**WORKING DATA**
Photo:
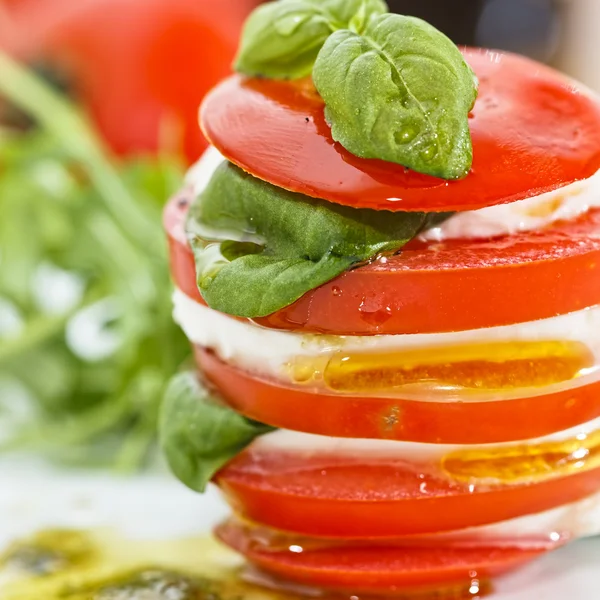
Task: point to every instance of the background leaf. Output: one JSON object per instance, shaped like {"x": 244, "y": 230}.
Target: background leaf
--
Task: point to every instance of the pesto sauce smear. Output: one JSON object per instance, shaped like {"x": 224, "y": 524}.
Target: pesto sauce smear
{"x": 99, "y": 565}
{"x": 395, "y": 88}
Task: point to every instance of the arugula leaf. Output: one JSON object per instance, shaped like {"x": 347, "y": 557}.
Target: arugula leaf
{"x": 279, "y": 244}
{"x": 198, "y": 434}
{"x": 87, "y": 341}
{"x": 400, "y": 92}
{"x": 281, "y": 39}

**WORK REQUIRED**
Copy out each line in the material above that contains the string "sauce". Matching is case-sensitive.

**FINISHED TASK**
Task: point to every instance of the pesto sauce smear. Output: one JSON object per instance, shaped like {"x": 224, "y": 524}.
Target: pesto sauce smear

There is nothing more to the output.